◆ Excerpted text:
☆ ☆ ☆

History

Bibi Masikini" - A Goan Pioneer

In the last decade of the nineteenth century a Goan by the name of Joaqim Luis Mascarenhas who had both his legs disabled by poliomyelitis sailed by dhow from Bombay to Zanzibar. After working there for a Goan company he was joined by his brother Thomas Joseph Mascarenhas from Goa. The two brothers eventually voyaged ahead of the railway to Port Florence (Kisumu) and moved into the Kisii Highlands where they opened a small shop at a place called Raina in 1901. A small group of Ismaili shopkeepers also set out with them. The "westernization" of the Abagusii (the Gusii people) began in the early 1900's after Kenya was brought within the British colonial sphere and the Uganda Railway had been constructed to Port Florence (now Kisumu) on the shores of Lake Victoria in 1902. In the early years of the twentieth century a boma was constructed at Kisii for the administration of the tribal area.

There were revolts by the Abagusii against the British in 1904 and again in 1908. The last revolt claimed the lives of around a hundred Abagusii were killed, two police guards at Kisii, two Asian traders and eleven African porters. Throughout this period of unrest the Mascarenhas brothers quietly worked their "Duka" (shop) at Raina.

In 1910 Thomas Mascarenhas went back to India leaving his disabled brother to manage the shop. Meanwhile Father Brandsma of the St. Joseph's Foreign Mission (also known as the Mill Hill Fathers) entered the Kisii country and in the following year the mission was established at Nyabururu in 1910. This was the base of the Catholic Mission to the Abagusii. The 1911 Non-native census includes 7 people in the "Others" category, which at this period included Goans (but not Arabs or other Asians). However, at the moment we don't know the precise ethnicity or gender of these people. Thomas Mascarenhas got married in Goa and returned with his young wife, Marcilia. The couple travelled on foot from the railway terminus at Port Florence and reached Raina in 1912. The first European settler that we know in the tribal area of the Abagusii was an ex-army man by the name of Capt. Richard Gethin (Snr) who was born in 1886. Gethin arrived in Kenya in 1908 and had worked for the government in moving the Maasai from Laikipia to the Southern Reserve. It was suggested that he might establish a flour milling business in the Kisii Highlands and that the flour may then be sold to the Maasai. So in 1913 he visited the Kisii Highlands and then returned to Nairobi. In 1914 Capt. Richard Gethin aged 26 returned to Kisii with a motor and flourmill. He had travelled on the Uganda Railway from Nairobi to Molo and on to Port Florence arriving at Homa Bay by a government tug in March 1914 and set off on foot with an oxen cart to carry the equipment. An Indian trader at Homa Bay provided the cart and oxen for the 32mile trek. On the same tug was the Irishman Fr. Ross who was being posted to Nyabaruru. After spending a night at the Catholic Mission of Asumbi. Capt. Gethin set off into the Kisii Hills, arriving at Raina, where he was surprised to meet the "barefoot and poorly dressed" Mrs Mascarenhas who offered him a cup of tea. Gethin was impressed by this pioneer Goan women and sorry to leave her company for the Kisii Boma. Gethin arrived at the Kisii boma to be greeted by Mr. Spenser the District Commissioner. He found the settlement to consist of a few government house and 4 Indian shops - one of which was owned by a large man known as "Bwana Tumbo".

☆ ☆ ☆

◆ Entries:
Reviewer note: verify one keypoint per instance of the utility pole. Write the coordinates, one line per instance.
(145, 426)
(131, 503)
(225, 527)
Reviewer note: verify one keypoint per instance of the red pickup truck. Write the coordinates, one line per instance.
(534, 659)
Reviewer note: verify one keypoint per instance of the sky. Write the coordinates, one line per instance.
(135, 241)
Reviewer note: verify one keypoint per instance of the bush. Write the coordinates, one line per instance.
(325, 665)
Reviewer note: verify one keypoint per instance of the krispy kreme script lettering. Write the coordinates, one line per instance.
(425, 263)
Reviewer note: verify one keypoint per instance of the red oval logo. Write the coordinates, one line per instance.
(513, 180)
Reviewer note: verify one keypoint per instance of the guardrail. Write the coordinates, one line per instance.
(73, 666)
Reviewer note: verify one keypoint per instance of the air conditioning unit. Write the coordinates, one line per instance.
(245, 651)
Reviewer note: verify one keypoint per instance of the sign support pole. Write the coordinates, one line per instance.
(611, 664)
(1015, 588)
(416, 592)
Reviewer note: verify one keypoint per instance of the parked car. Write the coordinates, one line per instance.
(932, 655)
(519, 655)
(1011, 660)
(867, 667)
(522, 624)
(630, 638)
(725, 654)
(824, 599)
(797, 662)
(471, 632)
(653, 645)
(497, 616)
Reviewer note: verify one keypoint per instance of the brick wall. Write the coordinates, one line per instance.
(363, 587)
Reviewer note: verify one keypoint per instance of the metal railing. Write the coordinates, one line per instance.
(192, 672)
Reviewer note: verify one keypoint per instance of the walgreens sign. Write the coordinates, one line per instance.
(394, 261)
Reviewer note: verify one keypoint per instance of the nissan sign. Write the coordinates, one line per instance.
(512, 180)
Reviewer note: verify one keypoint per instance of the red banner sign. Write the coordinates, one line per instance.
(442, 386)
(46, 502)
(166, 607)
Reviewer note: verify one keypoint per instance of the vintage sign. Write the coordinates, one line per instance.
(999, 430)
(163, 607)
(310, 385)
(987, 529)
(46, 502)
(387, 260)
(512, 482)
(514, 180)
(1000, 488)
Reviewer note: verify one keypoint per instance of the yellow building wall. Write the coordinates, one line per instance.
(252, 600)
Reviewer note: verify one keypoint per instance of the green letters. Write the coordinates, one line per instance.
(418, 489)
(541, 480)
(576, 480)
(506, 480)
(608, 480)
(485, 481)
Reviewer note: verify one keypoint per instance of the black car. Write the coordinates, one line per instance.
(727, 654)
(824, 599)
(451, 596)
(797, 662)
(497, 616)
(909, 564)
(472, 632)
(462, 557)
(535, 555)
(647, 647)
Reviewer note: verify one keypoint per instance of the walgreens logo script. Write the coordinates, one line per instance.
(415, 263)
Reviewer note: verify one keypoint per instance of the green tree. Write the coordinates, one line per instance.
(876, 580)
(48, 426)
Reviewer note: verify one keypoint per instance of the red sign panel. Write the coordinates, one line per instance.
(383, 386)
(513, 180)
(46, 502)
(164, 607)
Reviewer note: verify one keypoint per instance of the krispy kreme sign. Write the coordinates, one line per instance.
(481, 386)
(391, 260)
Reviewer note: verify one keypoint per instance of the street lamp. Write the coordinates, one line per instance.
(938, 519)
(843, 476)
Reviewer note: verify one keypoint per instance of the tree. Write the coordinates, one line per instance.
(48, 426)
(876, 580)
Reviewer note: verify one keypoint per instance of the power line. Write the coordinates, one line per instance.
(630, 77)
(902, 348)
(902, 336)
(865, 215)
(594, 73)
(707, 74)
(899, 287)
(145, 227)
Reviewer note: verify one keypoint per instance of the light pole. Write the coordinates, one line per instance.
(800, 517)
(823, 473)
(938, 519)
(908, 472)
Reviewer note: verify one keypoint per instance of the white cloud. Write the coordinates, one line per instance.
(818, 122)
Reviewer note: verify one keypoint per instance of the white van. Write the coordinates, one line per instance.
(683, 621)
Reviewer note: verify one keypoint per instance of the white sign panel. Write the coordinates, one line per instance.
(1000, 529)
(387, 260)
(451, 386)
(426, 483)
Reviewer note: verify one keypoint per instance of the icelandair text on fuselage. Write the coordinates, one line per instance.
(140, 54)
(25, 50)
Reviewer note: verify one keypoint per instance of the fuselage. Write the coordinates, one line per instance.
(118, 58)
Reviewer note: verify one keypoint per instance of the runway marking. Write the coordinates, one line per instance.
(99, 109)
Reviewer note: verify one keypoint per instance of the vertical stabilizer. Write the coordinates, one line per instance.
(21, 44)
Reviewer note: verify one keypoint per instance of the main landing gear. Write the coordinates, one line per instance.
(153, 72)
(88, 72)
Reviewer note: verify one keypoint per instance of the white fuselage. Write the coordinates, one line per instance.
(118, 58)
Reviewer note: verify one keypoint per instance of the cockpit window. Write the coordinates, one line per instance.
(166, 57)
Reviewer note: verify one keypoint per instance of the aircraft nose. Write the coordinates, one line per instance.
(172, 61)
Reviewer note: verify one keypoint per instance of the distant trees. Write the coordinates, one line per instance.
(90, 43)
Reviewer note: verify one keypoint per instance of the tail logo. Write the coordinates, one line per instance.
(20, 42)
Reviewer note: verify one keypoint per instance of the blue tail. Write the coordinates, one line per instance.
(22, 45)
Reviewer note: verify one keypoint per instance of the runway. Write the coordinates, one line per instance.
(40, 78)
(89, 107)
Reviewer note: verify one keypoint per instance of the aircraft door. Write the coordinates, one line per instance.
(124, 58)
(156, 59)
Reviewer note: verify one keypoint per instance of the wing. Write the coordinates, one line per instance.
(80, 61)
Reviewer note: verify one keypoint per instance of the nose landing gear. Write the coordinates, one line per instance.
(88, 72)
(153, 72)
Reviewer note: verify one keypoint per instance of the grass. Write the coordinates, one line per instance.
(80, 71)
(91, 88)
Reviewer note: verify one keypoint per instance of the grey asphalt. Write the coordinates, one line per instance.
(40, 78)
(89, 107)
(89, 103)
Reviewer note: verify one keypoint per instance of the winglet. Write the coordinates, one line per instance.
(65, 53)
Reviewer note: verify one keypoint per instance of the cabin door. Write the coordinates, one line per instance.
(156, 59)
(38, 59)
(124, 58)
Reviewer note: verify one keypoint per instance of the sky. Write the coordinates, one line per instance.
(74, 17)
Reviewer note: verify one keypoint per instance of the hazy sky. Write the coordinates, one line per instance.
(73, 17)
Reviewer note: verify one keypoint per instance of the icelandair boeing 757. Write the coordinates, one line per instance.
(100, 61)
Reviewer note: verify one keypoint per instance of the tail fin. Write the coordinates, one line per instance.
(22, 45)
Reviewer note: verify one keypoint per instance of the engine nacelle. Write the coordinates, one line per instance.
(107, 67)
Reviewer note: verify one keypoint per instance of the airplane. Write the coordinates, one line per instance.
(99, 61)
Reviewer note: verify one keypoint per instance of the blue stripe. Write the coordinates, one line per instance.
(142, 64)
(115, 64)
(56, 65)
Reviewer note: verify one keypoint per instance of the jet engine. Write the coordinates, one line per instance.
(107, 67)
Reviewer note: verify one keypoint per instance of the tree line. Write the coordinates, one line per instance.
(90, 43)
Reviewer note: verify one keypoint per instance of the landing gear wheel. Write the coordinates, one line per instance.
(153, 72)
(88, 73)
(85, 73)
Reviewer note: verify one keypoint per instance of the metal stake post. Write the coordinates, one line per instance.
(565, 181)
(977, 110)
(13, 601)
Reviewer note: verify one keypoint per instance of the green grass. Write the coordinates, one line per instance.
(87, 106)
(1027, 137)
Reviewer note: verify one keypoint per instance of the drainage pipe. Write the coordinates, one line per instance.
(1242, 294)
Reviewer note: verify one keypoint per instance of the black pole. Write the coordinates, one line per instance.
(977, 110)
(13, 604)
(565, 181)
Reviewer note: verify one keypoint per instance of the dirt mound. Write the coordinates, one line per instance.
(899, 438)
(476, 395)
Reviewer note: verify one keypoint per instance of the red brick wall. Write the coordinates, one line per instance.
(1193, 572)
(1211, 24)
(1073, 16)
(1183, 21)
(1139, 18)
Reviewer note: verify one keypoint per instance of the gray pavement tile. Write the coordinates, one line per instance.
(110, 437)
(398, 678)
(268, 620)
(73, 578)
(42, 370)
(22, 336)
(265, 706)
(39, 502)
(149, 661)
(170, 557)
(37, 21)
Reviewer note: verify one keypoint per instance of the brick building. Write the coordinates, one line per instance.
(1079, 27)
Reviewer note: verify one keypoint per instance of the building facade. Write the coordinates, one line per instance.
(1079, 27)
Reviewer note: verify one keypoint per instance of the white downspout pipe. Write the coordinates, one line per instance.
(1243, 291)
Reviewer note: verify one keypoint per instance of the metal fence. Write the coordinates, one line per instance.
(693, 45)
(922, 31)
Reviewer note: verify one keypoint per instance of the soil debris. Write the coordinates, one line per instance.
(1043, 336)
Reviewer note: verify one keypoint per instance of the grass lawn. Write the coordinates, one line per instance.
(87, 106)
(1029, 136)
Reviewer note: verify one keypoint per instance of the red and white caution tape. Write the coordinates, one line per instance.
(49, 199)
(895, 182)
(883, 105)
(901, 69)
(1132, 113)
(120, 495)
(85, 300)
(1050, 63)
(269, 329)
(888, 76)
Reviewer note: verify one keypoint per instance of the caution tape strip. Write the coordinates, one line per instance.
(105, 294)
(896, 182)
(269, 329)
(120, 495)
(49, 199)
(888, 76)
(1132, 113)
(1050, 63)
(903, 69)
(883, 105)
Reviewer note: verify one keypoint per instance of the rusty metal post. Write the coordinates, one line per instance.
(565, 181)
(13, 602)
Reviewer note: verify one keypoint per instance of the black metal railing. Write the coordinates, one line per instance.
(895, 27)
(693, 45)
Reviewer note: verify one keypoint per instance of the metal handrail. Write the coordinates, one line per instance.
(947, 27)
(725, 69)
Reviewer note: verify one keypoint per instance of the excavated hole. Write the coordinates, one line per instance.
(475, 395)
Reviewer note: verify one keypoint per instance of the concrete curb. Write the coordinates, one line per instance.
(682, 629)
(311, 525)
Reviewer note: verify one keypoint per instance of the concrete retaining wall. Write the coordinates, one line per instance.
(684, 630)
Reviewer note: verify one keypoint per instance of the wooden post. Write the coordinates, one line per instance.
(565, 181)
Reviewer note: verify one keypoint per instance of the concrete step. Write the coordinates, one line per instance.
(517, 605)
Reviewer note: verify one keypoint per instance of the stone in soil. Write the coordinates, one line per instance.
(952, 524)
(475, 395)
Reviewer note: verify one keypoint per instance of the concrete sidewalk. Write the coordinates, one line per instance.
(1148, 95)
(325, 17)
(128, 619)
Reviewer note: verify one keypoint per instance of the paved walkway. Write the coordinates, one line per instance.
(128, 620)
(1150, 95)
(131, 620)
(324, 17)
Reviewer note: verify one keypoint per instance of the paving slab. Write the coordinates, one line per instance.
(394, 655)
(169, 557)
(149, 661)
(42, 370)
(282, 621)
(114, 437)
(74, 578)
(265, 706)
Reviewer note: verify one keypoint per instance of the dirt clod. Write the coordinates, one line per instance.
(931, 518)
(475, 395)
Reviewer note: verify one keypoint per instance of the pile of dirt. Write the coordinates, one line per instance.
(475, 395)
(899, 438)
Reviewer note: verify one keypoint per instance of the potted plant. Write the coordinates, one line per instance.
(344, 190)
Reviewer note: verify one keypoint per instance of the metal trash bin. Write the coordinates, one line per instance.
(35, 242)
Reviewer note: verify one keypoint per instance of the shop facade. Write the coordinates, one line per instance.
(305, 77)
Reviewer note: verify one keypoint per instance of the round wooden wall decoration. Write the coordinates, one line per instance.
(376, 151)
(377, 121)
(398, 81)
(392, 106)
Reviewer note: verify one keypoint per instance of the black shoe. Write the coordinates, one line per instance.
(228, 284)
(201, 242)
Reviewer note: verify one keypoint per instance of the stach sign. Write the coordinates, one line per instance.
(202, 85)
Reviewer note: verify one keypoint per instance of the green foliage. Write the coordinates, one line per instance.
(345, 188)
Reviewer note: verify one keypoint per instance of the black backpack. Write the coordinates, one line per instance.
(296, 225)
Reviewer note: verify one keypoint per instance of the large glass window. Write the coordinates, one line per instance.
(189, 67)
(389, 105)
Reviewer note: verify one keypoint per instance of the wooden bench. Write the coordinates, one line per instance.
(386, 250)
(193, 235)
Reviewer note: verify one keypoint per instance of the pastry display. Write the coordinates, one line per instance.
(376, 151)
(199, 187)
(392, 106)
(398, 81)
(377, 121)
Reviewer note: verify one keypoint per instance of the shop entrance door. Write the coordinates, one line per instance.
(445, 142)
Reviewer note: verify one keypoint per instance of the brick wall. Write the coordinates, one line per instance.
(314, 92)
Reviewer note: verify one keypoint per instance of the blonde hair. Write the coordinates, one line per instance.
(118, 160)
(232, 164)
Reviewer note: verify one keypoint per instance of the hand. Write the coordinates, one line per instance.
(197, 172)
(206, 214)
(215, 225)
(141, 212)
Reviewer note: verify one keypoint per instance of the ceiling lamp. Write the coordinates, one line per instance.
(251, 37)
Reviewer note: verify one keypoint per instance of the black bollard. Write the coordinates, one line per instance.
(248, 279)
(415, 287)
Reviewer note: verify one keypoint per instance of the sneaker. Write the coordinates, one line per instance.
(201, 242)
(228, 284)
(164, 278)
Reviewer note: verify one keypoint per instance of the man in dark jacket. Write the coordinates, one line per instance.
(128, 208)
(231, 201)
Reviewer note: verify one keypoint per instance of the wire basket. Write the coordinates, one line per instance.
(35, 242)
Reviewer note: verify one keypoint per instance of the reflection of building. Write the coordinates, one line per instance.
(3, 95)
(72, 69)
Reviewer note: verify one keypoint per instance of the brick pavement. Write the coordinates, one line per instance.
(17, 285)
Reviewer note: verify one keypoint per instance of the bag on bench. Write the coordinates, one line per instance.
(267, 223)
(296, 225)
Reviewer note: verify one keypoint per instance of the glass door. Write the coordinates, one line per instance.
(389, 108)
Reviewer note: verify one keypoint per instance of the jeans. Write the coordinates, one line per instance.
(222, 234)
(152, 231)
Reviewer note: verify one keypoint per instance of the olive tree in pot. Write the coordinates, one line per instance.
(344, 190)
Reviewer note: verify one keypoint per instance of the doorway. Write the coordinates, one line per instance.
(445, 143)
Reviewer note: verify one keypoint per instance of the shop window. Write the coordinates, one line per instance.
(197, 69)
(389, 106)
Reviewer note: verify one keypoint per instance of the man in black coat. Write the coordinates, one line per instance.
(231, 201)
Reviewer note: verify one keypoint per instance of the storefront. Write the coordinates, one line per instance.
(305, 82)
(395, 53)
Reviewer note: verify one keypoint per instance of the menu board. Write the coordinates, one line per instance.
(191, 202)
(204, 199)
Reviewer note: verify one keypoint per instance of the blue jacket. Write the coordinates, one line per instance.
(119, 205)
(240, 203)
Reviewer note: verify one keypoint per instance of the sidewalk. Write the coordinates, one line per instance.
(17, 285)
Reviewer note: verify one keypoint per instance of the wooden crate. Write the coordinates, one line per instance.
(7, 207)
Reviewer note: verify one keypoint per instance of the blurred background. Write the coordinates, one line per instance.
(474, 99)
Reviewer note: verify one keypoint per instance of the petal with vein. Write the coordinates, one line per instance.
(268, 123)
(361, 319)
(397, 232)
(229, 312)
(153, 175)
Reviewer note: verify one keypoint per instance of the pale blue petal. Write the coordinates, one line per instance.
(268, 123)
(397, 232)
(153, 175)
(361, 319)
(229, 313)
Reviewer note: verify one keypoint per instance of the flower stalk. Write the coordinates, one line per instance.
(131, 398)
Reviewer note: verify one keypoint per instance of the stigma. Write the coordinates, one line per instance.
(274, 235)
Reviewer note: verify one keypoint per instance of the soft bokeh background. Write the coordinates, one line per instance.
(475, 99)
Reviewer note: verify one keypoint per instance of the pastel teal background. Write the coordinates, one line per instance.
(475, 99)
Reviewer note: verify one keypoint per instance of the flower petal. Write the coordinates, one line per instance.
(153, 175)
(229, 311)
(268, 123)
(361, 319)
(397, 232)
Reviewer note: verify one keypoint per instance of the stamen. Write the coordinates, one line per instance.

☆ ☆ ☆

◆ Tasks to complete:
(a) In the Goan pioneer history, answer each of these:
(i) In what year did the Mascarenhas brothers open their shop at Raina?
(ii) What was the name of Thomas Mascarenhas's wife?
(iii) Who greeted Capt. Gethin when he reached the Kisii boma?
(b) How would you put this sentence from the Goan pioneer history into Spanish: "In 1910 Thomas Mascarenhas went back to India leaving his disabled brother to manage the shop."
Use only the Goan pioneer history, not the listing.

◆ In response:
(a)
(i) 1901
(ii) Marcilia
(iii) Mr. Spenser, the District Commissioner

(b) En 1910, Thomas Mascarenhas regresó a la India y dejó a su hermano discapacitado a cargo de la tienda.